◆ Source:
* * * * * * *

You are not correct.

Literally every other archetype that gives basic spellcasting benefits says that it does so. This doesnt, it is a mistake either way. If it is intended to give basic spellcasting benefits, it needs to say so, because it currently does not. If it instead gives its own spell slots, it also needs to say so, which it currently doesn't.

You can complain all you want that it doesn't say explicitly what you wish it did there, but RAW it gives you spell slots.

"We made a word that means the rule". Ok. The rule still is the rule, even when they didn't use the word.

That they didn't use the redundant word fits perfectly with their minimalist approach. It's terrible, but it works.

Harold Fjord fucked around with this message at 14:58 on Feb 7, 2023

Piell
Sep 3, 2006

Grey Worm's Ken doll-like groin throbbed with the anticipatory pleasure that only a slightly warm and moist piece of lemoncake could offer


Young Orc

Harold Fjord posted:

You can complain all you want that it doesn't say explicitly what you wish it did there, but RAW it gives you spell slots.

"We made a word that means the rule". Ok. The rule still is the rule, even when they didn't use the word.

That they didn't use the redundant word fits perfectly with their minimalist approach. It's terrible, but it works.

No, it doesn't, you are not correct. See Captivator, which despite having a feat named "Basic/Expert/Master Captivator Spellcasting" does not give basic/expert/master spellcasting benefits.

Harold Fjord
Jan 3, 2004

Piell posted:

No, it doesn't, you are not correct. See Captivator, which despite having a feat named "Basic Captivator Spellcasting" does not give basic spellcasting benefits.

What slots do you think captivator is using? This is incoherent

It gives basic spellcasting benefits because it is a basic spellcasting feat

Piell
Sep 3, 2006

Grey Worm's Ken doll-like groin throbbed with the anticipatory pleasure that only a slightly warm and moist piece of lemoncake could offer


Young Orc

Harold Fjord posted:

What slots do you think captivator is using? This is incoherent

You specifically cast them as innate spells, it's not the same thing as the basic spellcasting benefits

Harold Fjord
Jan 3, 2004
Oh. I was confused how you thought they compare.

* * * * * * *

[Coordinate annotation entries]
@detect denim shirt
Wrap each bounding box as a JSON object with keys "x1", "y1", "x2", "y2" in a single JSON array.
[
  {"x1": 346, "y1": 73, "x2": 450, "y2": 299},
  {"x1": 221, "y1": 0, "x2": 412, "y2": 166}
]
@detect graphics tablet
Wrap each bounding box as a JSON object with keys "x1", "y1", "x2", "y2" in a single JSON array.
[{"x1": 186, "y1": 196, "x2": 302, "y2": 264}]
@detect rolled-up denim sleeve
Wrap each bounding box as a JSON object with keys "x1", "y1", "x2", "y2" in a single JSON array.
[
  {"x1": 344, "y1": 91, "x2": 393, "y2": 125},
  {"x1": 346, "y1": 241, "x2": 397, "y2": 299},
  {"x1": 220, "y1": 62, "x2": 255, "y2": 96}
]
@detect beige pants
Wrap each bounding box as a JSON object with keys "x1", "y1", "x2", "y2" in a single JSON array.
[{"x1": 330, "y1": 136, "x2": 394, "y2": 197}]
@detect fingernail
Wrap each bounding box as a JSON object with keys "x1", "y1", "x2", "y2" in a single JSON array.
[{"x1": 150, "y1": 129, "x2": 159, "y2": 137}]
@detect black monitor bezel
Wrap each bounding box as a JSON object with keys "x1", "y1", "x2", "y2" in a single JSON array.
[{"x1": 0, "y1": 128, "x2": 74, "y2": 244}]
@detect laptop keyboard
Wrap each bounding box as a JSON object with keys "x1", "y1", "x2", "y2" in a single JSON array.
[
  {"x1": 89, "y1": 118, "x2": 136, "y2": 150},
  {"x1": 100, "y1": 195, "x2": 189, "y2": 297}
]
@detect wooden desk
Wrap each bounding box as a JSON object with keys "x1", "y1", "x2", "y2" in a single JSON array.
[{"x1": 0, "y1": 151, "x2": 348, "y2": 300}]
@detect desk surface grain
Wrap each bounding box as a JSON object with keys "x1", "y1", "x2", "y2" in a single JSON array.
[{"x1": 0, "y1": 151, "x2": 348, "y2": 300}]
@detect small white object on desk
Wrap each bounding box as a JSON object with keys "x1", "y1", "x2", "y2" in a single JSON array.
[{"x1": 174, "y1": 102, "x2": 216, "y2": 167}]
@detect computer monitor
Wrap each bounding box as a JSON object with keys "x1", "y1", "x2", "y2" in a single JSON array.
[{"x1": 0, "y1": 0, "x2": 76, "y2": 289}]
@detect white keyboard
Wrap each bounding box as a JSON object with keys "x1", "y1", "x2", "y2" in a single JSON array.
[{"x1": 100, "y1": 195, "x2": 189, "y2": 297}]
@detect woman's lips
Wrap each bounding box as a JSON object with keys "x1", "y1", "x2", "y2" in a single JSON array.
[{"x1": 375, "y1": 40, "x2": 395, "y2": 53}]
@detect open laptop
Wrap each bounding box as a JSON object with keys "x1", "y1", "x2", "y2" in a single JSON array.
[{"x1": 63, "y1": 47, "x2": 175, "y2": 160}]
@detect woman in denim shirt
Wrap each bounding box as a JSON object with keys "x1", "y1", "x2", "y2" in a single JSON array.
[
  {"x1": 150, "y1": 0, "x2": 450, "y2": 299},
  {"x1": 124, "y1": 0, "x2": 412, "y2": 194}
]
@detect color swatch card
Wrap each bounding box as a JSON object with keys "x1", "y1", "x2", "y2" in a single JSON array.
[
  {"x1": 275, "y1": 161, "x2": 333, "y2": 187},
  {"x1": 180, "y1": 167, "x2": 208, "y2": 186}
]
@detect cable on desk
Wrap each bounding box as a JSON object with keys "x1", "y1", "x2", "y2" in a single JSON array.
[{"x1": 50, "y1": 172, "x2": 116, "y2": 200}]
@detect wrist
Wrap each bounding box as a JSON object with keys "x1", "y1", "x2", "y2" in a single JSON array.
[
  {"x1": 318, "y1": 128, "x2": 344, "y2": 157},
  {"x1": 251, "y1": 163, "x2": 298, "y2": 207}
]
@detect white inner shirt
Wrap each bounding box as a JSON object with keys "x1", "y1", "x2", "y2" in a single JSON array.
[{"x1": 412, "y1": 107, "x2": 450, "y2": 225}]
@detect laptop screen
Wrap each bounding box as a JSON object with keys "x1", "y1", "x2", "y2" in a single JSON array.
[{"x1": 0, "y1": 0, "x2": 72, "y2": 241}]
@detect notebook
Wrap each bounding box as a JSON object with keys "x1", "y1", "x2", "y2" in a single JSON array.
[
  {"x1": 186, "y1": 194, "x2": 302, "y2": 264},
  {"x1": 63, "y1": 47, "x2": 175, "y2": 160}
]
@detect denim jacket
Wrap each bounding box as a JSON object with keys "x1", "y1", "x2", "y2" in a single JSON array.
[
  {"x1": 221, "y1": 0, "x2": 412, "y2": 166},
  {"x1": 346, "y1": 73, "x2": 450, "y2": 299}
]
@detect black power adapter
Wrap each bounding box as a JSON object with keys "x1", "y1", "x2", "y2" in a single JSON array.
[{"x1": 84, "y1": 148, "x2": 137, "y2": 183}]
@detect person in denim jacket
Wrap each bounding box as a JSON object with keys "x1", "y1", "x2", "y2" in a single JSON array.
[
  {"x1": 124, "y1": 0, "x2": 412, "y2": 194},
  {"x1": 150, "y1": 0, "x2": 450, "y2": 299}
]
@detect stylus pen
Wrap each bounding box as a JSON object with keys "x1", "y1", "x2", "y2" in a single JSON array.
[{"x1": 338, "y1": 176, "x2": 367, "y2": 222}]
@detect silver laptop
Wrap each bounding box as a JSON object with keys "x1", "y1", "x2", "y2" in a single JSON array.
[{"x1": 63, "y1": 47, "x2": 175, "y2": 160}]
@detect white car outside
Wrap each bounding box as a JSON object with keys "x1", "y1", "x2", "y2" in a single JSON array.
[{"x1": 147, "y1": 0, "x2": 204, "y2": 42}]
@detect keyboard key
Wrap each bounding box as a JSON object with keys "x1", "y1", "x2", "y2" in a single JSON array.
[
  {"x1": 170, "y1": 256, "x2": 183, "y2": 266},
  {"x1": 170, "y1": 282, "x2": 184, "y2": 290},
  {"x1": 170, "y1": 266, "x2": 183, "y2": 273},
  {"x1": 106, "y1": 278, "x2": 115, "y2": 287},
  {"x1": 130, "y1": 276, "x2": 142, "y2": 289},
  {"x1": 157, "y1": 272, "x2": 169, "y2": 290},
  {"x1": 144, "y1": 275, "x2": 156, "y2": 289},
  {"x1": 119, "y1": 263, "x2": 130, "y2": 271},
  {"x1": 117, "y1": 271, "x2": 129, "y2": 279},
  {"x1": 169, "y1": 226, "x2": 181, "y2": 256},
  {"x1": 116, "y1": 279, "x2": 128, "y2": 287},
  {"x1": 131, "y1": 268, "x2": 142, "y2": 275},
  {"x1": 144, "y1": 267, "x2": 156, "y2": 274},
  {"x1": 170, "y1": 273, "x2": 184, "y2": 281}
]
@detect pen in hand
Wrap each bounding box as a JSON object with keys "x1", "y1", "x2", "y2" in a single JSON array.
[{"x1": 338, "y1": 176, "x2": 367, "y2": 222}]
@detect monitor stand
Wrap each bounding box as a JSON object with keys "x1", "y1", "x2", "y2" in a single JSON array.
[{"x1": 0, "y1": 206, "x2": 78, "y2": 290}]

* * * * * * *

◆ Challenges:
a) In the forum thread about spellcasting archetypes, how does Piell say Captivator spells are cast?
b) Continue the forum thread about spellcasting archetypes from where it stops.

◆ Final answers:
a) They are cast as innate spells.

b)
Have they errata'd that all Captivator basic spells are innate? RAW only the first is

quote:

At 6th level, you gain a 2nd-level spell, and at 8th level, you gain a 3rd-level spell. Each of these spells must be from either the enchantment or illusion school.

The use of "full fleged spellcasting" for captivator suggests to me they can use wands, even if it doesn't explicitly say. And the archetype rule says he can too.

Harold Fjord fucked around with this message at 15:10 on Feb 7, 2023

Piell
Sep 3, 2006

Grey Worm's Ken doll-like groin throbbed with the anticipatory pleasure that only a slightly warm and moist piece of lemoncake could offer


Young Orc

Harold Fjord posted:

Oh. I was confused how you thought they compare. He doesn't use the slots.

That doesn't mean he doesn't get them.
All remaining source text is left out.